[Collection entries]
--- begin ---
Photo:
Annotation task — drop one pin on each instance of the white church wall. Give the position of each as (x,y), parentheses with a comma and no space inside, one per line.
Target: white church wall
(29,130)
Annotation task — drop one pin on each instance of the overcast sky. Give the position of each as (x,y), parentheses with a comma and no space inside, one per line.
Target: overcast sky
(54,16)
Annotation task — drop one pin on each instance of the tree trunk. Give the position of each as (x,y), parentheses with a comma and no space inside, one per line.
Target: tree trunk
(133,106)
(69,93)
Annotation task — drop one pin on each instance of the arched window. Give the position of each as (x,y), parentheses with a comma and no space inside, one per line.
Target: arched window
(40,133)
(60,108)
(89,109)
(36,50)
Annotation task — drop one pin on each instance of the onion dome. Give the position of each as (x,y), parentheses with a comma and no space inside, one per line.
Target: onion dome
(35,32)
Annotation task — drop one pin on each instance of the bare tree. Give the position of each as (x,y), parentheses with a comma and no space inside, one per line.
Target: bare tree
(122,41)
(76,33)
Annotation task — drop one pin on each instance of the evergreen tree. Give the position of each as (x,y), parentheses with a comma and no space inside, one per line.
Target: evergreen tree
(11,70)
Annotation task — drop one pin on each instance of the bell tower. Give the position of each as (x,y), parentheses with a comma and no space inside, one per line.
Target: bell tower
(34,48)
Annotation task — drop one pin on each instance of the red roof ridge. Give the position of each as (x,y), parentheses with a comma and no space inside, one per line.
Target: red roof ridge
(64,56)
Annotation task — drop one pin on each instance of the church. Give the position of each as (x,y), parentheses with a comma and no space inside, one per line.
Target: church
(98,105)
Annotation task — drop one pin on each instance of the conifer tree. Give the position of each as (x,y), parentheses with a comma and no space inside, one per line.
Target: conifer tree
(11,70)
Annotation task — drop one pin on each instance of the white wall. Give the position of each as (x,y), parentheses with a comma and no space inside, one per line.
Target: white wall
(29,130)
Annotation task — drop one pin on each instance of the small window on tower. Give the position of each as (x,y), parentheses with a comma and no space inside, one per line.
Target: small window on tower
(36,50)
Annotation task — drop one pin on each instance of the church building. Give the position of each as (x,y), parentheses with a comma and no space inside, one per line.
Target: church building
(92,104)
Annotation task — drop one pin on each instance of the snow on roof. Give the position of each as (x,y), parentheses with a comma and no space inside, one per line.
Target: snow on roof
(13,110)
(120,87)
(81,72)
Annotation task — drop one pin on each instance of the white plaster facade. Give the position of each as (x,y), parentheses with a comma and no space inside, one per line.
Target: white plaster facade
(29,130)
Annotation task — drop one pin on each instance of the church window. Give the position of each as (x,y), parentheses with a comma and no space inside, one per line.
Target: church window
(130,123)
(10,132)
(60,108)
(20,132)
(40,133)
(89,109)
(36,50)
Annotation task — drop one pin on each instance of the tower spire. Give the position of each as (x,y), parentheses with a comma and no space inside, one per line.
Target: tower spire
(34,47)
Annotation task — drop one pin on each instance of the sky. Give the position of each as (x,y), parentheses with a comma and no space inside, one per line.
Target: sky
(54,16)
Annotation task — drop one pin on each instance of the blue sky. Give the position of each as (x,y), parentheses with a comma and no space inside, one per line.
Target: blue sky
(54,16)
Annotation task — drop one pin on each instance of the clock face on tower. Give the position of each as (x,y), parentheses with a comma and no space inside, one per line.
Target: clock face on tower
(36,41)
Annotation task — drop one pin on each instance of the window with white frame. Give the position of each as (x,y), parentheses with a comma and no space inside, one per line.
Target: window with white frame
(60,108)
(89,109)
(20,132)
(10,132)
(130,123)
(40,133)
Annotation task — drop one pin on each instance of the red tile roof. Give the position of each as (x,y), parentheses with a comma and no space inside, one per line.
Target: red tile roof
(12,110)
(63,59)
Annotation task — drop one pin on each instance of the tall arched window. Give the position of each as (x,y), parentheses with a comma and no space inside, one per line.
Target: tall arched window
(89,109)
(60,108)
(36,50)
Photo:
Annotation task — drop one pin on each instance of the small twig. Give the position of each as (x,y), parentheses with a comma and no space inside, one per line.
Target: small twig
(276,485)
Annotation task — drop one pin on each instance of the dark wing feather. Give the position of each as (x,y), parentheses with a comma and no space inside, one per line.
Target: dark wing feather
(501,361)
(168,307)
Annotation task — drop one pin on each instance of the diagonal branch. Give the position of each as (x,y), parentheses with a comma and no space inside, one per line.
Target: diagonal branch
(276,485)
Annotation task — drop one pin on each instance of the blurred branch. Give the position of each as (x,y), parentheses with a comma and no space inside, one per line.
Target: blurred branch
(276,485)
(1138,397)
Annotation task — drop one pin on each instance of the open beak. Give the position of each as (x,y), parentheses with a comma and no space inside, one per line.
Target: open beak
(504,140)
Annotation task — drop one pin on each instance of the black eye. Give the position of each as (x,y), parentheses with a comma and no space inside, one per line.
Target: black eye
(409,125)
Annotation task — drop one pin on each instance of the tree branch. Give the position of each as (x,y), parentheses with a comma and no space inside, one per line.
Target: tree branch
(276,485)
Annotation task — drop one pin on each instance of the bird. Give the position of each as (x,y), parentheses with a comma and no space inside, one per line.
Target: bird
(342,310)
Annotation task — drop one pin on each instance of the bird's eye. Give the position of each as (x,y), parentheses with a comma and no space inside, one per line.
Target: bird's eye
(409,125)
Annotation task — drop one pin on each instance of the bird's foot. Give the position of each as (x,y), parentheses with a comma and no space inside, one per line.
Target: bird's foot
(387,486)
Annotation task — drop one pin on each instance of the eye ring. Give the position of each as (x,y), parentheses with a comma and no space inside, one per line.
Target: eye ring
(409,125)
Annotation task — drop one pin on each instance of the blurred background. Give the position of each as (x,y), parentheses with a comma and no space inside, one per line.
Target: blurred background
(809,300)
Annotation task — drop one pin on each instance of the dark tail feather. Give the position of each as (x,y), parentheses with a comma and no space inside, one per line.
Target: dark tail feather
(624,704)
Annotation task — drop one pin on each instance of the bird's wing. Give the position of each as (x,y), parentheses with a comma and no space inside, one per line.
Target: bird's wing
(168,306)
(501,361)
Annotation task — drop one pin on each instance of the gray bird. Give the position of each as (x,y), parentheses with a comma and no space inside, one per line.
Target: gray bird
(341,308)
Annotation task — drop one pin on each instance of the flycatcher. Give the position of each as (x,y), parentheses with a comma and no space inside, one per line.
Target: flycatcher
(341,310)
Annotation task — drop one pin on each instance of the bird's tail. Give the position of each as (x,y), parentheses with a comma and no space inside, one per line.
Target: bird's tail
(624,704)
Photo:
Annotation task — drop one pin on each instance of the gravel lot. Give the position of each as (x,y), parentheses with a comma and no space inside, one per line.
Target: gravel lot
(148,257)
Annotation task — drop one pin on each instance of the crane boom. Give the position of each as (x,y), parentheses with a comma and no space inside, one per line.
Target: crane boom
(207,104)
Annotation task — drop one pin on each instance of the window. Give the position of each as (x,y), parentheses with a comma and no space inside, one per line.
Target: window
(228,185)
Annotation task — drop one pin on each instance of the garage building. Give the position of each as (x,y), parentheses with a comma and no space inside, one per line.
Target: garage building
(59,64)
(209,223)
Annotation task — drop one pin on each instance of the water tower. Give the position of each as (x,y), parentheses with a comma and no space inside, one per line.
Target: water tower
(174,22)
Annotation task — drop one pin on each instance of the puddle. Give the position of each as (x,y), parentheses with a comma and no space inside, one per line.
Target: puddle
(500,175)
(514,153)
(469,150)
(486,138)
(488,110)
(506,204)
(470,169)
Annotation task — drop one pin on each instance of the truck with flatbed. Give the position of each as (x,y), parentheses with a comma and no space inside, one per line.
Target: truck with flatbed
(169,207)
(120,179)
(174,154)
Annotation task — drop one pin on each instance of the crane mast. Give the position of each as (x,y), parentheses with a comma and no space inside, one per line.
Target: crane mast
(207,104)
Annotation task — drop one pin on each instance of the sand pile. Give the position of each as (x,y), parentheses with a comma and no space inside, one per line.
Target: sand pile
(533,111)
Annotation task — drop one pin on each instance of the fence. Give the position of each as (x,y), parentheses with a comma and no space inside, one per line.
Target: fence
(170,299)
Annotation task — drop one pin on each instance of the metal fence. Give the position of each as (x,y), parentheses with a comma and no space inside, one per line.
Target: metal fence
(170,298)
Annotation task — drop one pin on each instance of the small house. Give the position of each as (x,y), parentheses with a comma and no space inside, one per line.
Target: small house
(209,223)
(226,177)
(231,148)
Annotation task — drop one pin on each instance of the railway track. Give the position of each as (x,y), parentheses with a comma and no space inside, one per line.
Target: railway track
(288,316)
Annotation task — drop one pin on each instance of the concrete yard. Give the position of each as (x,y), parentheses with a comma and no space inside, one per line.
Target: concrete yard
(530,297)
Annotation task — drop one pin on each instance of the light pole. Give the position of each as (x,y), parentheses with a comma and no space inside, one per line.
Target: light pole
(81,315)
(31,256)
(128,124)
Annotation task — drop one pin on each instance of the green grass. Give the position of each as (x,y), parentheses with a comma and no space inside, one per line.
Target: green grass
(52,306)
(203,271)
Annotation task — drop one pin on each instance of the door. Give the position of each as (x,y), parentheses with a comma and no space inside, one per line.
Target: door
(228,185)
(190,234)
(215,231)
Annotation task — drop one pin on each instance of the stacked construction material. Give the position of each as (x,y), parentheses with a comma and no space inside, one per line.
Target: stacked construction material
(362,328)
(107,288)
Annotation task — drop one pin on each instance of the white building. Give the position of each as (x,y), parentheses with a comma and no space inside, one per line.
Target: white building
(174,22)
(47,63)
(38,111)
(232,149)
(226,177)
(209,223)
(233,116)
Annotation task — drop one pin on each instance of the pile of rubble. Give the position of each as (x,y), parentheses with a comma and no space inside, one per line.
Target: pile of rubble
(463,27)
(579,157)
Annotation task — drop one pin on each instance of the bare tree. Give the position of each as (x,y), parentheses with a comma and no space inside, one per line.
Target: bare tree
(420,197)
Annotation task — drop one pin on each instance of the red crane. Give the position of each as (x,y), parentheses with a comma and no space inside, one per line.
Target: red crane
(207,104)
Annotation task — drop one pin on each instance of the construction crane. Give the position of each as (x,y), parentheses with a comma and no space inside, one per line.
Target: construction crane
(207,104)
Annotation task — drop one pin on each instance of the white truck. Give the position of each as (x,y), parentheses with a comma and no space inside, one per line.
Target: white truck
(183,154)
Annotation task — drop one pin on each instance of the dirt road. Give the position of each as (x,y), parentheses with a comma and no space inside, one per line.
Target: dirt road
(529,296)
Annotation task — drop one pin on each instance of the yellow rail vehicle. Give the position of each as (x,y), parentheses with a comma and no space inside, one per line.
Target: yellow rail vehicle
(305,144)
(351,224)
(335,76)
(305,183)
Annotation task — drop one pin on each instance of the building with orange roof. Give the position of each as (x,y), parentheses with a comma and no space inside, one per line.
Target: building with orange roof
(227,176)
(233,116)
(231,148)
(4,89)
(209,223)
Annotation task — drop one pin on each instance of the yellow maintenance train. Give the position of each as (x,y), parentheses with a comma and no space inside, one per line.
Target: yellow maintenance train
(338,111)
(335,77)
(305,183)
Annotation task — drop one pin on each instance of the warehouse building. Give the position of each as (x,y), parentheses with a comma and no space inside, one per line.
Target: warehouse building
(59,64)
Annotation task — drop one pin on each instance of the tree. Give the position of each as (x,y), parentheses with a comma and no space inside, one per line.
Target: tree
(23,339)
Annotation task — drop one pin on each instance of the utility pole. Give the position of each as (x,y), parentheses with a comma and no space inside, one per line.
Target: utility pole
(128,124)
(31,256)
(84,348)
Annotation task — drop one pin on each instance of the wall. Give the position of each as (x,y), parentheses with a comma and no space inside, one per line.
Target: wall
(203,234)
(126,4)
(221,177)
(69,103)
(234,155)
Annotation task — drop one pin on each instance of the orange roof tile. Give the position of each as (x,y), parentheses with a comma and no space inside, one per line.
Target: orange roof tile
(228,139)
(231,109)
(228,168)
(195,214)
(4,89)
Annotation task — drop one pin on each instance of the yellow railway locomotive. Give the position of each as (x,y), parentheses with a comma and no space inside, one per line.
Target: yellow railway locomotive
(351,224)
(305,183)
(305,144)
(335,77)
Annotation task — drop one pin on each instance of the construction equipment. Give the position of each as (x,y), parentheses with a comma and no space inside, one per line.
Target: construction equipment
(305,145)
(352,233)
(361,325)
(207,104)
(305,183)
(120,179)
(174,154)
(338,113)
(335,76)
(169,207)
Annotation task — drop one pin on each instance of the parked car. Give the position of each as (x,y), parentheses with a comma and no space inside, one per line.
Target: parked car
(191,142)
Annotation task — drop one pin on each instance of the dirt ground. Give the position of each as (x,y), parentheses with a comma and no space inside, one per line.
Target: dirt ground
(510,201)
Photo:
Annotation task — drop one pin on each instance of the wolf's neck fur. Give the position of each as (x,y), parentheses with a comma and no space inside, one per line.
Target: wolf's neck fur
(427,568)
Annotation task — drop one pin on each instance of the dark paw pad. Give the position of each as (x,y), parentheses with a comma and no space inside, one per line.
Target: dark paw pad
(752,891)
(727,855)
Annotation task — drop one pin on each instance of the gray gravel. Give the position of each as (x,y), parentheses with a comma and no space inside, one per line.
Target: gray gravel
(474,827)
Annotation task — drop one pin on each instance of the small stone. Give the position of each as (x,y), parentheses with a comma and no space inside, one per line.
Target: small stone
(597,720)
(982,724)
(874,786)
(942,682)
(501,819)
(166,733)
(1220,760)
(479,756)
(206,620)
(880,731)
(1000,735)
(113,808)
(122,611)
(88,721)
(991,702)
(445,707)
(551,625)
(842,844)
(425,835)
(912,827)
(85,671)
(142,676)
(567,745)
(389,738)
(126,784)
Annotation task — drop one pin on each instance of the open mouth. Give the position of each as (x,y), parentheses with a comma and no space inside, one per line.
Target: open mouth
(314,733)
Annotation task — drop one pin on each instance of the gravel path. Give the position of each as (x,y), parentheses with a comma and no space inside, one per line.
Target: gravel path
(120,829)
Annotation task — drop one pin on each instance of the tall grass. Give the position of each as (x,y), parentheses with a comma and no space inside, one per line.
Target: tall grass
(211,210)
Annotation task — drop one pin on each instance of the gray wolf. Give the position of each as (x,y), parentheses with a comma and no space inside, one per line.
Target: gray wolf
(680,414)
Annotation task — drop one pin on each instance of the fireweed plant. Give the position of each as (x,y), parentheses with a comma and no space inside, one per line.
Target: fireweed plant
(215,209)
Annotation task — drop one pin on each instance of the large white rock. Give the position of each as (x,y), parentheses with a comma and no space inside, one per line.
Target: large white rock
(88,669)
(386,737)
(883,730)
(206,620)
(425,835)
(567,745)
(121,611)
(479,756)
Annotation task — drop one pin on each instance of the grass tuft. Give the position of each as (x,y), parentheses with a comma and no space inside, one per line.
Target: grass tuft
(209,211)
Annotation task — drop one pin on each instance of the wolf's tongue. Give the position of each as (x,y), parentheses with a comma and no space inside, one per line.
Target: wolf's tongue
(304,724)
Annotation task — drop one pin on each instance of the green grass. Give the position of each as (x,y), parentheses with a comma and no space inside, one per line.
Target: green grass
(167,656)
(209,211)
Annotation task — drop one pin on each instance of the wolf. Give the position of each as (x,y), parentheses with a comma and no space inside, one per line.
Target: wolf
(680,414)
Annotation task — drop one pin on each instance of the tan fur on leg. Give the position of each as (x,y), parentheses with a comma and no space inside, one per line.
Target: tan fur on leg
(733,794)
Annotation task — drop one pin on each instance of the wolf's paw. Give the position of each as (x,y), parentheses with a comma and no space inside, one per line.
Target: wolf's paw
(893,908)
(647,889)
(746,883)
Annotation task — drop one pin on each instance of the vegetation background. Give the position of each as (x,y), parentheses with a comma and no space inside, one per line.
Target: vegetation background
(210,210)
--- end ---
(WHAT THE TASK REQUIRES):
Retype nothing except the lines from the line holding "of the wolf." through the last line of the entries, both included.

(FULL OUTPUT):
Annotation task — drop one pin on each instance of the wolf. Give the position of each as (x,y), parentheses with a comma and no space inside, one per line.
Target: wolf
(680,414)
Annotation task — drop one pin on each instance of the tan fur on leg. Give the position of each as (x,y), parentheses with a comma and no space inside, one per line.
Target: tan fur on leg
(733,794)
Annotation task — drop one pin on each instance of the wolf's paw. Give the position of each as (x,y), parentheses with a comma and no space inside, one per line.
Target: wolf's paw
(893,908)
(647,889)
(746,883)
Annotation task — drop one pin on each instance of the vegetation background. Give the position of each as (x,y), parentheses with a comma and no space inside, one per line.
Target: vegetation background
(210,210)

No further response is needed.